EXERCISE: Arrange the lines below as a Markdown table with the columns Row and Text. Put each line's number in Row and the line itself in Text, leaving out any blank lines.

GIVEN DATA:
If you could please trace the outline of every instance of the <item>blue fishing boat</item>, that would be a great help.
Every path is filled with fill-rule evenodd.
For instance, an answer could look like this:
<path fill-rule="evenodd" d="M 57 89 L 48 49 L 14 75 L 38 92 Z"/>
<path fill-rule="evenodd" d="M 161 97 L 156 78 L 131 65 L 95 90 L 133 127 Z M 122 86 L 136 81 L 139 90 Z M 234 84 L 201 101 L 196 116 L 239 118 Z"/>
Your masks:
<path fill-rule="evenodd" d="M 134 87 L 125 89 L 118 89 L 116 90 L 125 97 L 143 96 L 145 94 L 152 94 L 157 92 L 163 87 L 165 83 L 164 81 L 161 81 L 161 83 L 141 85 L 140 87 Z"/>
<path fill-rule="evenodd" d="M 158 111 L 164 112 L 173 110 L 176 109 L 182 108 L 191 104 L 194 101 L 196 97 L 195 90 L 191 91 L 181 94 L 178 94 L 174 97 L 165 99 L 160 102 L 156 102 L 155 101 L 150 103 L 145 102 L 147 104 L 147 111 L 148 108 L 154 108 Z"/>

OUTPUT FOR THIS EXERCISE:
| Row | Text |
|---|---|
| 1 | If you could please trace the outline of every instance of the <item>blue fishing boat</item>, that would be a great help. |
| 2 | Every path is filled with fill-rule evenodd. |
| 3 | For instance, an answer could look like this: |
| 4 | <path fill-rule="evenodd" d="M 57 89 L 48 49 L 14 75 L 38 92 Z"/> |
| 5 | <path fill-rule="evenodd" d="M 161 97 L 156 78 L 131 65 L 95 90 L 133 127 Z M 122 86 L 136 81 L 139 90 Z M 234 84 L 201 101 L 196 116 L 239 118 Z"/> |
| 6 | Your masks: |
| 7 | <path fill-rule="evenodd" d="M 134 87 L 125 89 L 118 89 L 116 90 L 125 97 L 143 96 L 145 94 L 152 94 L 157 92 L 163 87 L 165 83 L 164 81 L 161 81 L 161 83 L 141 85 L 140 87 Z"/> |
| 8 | <path fill-rule="evenodd" d="M 158 111 L 164 112 L 173 110 L 176 109 L 182 108 L 191 104 L 194 101 L 196 97 L 195 90 L 191 91 L 181 94 L 178 94 L 174 97 L 165 99 L 160 102 L 156 102 L 155 101 L 150 103 L 145 102 L 147 104 L 147 111 L 148 108 L 154 108 Z"/> |